Oleh: Mursalim Nohong (KPS MKD FEB UNHAS)
Akhir-akhir ini jagad narasi dan pikiran masyarakat di Kabupaten Sidenreng Rappang (Sidrap) dan Sulawesi Selatan (Sulsel) sedang direcoki fenomena Mojong. Bagaimana tidak, lokasi yang rencananya akan menjadi sebagai Tempat Pelelangan Ikan maju dan modern di Bumi Nene Mallomo yang membutuhkan sentuhan berbagai pihak terindikasi aroma KKN dalam pengembangannya. Alkisah bermula ketika ditemukan adanya potensi masalah di lokasi tersebut. Proyek peningkatan Areal Tempat Pelelangan Ikan (TPI) Mojong, Kecamatan Watang Sidenreng, Sidrap, Sulsel, kini menjadi sorotan. Pasalnya, Proyek senilai Rp2,6 Miliar lebih itu, sudah dikerjakan pada saat proses lelang di Unit Layanan Pengadaan (ULP) setempat. Informasi yang dihimpun, proyek dikerjakan sejak sebulan lalu tepatnya 3 Januari 2020, lalu dan pengerjaannya sudah sekitar 90 persen (parepos.co.id).
Dalam perjalanan kasus, tampil seorang tokoh masyarakat yang mengaku dan bertanggungjawab terhadap pekerjaan tersebut. Bagi masyarakat sekitar dan Sidrap pada umumnya sosok tersebut memang dikenal sebagai seseorang yang punya kiprah dan peran tidak saja dalam interaksinya dengan masyarakat sekitar tapi juga dalam event-event politik akhir-akhir ini.

________________

■ TUGAS ■
Teruskan tulisan tentang proyek TPI Mojong di Sidrap, mulai tepat setelah kalimat terakhirnya. Item yang ada sesudah ini tidak berkaitan dengan tulisan tentang proyek TPI Mojong.

■ ITEM YANG DITAMPILKAN ■
________________

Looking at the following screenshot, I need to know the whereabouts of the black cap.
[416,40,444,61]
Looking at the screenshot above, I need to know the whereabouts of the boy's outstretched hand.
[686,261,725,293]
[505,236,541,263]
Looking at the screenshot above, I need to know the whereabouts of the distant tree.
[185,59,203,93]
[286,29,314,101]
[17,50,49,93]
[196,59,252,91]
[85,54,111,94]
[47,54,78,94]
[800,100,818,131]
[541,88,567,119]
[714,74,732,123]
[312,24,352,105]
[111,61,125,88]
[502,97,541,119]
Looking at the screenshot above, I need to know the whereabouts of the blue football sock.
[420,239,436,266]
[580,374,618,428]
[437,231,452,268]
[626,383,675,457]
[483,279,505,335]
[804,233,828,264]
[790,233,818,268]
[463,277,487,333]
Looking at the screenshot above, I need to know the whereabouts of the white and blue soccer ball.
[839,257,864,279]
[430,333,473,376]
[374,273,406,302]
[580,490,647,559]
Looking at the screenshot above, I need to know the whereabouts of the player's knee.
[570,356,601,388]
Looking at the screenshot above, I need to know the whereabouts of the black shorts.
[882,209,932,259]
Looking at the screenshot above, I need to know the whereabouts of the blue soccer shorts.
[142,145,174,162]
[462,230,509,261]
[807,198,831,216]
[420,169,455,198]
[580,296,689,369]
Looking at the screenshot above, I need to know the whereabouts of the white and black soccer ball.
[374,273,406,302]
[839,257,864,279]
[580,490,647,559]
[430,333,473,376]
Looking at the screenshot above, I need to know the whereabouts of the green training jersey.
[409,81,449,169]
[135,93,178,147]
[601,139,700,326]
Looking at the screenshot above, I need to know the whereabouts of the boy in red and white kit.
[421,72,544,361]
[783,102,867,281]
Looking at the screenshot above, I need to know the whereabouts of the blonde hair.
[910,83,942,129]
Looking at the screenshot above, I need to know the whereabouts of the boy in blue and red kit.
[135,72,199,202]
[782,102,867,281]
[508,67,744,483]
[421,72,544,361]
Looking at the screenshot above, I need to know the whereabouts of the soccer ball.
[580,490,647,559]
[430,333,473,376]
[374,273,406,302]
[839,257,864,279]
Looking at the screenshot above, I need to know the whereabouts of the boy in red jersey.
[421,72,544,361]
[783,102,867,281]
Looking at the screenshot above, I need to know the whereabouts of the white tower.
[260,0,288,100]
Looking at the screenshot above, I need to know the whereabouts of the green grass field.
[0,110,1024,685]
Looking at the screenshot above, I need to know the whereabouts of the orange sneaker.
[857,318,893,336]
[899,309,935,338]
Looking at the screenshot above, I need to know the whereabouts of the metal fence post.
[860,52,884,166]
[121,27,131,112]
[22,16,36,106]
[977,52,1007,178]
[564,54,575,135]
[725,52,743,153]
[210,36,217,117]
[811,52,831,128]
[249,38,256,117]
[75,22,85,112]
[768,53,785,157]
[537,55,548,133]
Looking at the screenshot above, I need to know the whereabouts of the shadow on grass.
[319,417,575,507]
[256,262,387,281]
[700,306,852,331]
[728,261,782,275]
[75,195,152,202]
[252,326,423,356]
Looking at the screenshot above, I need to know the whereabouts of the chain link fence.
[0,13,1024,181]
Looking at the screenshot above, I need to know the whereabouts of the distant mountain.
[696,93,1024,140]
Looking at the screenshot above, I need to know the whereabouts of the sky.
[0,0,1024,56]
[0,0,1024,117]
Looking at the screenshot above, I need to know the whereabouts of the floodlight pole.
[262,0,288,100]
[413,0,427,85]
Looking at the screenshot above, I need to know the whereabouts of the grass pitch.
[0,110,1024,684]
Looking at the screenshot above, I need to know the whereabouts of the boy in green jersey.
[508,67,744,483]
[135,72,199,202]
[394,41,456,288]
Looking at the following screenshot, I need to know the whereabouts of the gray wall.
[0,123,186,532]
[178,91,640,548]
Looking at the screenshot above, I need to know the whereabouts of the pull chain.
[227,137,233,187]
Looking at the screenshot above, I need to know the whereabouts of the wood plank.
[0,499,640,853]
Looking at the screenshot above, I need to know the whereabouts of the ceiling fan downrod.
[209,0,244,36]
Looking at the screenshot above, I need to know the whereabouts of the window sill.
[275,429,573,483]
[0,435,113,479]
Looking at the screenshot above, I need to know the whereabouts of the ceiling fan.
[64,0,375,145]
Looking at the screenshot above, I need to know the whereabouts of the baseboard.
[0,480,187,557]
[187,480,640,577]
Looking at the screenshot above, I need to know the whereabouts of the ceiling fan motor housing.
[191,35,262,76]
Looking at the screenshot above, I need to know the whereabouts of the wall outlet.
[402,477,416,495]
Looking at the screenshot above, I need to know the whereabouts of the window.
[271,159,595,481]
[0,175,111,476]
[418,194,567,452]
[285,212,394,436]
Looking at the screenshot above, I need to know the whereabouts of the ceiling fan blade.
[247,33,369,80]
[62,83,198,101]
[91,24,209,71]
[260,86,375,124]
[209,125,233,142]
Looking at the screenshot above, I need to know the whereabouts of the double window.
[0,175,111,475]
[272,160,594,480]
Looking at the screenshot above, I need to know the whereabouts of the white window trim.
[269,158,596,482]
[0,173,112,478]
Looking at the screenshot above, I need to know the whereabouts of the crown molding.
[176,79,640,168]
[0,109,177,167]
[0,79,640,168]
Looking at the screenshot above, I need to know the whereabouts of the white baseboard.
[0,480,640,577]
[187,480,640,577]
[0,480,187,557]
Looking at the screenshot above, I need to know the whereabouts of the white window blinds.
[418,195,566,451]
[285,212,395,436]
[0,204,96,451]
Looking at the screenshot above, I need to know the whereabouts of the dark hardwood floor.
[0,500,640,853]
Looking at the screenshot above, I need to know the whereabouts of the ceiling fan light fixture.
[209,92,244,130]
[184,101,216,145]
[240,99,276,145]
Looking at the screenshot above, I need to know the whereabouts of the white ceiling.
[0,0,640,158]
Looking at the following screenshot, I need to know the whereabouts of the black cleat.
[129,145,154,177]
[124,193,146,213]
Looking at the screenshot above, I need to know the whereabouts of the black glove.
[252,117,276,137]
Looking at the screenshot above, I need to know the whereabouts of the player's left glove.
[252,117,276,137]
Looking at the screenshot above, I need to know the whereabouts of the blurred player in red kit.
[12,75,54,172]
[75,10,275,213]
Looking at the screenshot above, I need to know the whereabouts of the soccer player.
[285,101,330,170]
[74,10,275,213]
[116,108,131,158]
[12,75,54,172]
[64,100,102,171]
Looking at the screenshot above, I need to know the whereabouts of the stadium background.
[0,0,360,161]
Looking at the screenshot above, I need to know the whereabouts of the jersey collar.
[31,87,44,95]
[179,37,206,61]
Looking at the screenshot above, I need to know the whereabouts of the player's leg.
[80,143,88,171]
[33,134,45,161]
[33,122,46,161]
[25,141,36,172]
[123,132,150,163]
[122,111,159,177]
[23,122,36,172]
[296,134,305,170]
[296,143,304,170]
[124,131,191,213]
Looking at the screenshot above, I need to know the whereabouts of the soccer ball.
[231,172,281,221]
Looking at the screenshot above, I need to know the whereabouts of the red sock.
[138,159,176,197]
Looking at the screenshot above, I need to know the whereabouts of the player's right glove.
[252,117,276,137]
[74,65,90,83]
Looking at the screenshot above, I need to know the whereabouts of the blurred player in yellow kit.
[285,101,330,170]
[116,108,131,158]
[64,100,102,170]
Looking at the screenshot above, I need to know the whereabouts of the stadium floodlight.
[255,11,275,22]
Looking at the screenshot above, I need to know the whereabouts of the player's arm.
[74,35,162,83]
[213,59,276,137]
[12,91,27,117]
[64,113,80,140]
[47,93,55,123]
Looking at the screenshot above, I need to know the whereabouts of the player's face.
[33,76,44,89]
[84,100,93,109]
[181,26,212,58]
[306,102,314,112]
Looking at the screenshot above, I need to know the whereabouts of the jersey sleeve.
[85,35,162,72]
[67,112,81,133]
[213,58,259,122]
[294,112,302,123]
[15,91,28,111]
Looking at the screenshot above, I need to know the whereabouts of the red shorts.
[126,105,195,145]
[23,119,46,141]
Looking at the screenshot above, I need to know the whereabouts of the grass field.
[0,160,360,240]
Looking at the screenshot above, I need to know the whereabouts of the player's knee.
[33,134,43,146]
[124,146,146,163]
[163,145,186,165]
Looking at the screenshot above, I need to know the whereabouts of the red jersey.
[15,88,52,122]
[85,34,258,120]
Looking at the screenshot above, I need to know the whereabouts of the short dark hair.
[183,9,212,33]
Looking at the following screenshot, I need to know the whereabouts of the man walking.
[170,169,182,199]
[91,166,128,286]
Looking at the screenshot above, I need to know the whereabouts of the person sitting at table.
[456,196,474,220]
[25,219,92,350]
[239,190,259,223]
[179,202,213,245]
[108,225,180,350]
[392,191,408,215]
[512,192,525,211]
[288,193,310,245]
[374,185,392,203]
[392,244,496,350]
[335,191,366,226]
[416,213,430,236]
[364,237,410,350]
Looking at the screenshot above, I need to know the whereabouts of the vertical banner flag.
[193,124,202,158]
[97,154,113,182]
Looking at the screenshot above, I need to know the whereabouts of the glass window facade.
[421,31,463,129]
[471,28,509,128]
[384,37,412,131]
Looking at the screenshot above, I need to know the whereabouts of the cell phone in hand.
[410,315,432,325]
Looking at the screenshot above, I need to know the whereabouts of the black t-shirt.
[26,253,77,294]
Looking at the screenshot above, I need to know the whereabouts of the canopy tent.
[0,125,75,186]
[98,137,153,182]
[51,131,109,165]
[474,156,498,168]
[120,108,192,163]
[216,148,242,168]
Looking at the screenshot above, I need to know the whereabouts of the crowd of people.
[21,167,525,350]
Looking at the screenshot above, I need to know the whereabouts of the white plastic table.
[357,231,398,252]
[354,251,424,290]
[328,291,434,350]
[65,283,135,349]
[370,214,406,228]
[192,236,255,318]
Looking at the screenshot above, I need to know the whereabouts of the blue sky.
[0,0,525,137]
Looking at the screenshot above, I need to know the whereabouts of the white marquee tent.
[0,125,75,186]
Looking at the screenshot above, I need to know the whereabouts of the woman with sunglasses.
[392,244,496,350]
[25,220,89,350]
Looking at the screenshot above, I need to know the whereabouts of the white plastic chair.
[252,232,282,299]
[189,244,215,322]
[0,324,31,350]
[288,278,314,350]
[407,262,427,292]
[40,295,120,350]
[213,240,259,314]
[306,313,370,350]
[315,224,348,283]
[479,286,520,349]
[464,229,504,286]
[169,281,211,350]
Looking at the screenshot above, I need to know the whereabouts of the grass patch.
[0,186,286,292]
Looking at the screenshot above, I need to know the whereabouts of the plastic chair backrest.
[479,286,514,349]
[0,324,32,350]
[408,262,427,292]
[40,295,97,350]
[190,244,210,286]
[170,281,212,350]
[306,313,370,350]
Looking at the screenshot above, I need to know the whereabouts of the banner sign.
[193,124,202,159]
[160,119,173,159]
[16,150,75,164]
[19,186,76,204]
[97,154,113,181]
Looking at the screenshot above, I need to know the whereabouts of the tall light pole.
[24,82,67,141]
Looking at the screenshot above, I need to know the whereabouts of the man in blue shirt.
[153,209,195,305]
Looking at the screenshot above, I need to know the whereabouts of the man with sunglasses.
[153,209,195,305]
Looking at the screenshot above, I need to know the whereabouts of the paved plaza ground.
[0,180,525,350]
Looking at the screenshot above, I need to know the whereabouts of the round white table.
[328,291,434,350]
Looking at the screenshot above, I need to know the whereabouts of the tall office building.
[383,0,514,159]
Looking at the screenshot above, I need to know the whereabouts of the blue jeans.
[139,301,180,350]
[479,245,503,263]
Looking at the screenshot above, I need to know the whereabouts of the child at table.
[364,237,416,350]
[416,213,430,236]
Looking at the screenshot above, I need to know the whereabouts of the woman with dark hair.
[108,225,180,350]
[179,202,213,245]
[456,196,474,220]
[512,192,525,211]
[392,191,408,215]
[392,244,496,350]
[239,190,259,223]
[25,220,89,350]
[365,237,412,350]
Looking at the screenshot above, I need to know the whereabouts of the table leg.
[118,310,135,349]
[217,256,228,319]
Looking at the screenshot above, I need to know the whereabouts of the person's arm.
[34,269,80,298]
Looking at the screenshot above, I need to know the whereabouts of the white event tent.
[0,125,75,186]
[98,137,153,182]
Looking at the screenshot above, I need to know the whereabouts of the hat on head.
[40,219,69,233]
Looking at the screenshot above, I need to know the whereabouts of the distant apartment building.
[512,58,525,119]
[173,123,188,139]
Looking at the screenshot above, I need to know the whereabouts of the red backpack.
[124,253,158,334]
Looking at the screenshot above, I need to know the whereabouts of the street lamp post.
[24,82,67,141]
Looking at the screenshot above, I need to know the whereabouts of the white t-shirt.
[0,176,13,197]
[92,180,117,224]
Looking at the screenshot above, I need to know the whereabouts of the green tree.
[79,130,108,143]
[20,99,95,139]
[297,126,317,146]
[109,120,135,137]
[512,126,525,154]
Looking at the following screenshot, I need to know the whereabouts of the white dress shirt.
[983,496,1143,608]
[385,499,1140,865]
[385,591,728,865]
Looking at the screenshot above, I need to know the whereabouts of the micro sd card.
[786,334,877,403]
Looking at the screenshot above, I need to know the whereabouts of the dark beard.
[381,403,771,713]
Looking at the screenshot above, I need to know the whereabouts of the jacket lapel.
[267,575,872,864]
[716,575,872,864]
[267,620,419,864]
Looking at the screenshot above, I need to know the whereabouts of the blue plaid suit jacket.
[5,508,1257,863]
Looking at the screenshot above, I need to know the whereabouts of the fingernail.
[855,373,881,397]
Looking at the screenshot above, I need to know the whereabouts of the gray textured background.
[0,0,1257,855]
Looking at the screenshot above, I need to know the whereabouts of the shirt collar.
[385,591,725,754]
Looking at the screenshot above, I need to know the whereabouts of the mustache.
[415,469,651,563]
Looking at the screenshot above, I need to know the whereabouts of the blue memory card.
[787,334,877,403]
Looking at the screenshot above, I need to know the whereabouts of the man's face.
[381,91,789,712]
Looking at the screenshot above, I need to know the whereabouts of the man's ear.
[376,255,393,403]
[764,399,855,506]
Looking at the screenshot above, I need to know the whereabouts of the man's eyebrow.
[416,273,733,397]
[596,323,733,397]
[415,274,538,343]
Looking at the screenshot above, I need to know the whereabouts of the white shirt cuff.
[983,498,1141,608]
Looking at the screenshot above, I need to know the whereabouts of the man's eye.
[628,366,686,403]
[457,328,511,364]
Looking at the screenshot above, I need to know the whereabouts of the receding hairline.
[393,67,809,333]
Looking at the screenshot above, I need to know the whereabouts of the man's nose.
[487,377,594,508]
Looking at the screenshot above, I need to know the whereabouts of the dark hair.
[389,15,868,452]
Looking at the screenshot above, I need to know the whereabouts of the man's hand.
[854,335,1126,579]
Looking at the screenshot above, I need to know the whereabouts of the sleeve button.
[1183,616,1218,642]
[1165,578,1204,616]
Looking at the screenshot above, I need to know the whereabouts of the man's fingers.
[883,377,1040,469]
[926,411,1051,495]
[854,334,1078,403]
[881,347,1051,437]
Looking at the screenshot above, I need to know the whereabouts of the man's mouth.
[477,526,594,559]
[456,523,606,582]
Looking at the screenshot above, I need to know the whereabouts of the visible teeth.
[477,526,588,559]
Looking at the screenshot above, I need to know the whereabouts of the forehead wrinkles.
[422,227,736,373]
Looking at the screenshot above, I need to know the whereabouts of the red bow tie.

________________

■ HASIL ■
Ada hal yang menarik dari fenomena ini yakni keterlibatan sang tokoh dalam mengambil “peran” dalam pembangunan di daerah. Pembangunan TPI Mojong sesungguhnya memang menjadi tanggungjawab pemerintah kabupaten ataupun leading sector sesuai tupoksi tetapi kekurangan anggaran dalam pembangunan seringkali menjadi alasan klasik sehingga tidak jarang program dan kegiatan strategis terhambat perkembangannya. Pada akhirnya masyarakat juga yang akan menjadi korban dari kegagalan pemerintah. Kemajuan sebuah daerah atau negara bukan hanya menjadi tanggungjawab pemerintah semata. Kolaborasi dengan pelaku ekonomi (bisnis), akademisi dan pemerintah menjadi sebuah tawaran untuk dikembangkan. Kolaborasi tersebut dikenal dengan model Triple-Helix Inovasi diperkenalkan oleh Etzkowitz dan Leydersdorff. Model ini menekankan peran dan hubungan yang dekat antara tiga aktor, yakni pemerintah, industri dan universitas (akademisi) atau dikenal ABG. Universitas (akademisi) dapat menjadi pemimpin inovasi dalam perekonomian berbasis pengetahuan, sementara NIS (National Innovation System) menekankan pentingnya peran perusahaan dalam inovasi. Pengaturan kembali hubungan ABG dalam Triple-Helix merupakan hasil komunikasi dan ekpektasi pada tingkat jejaring (Etzkowitz dan Leydersdorff, 2000).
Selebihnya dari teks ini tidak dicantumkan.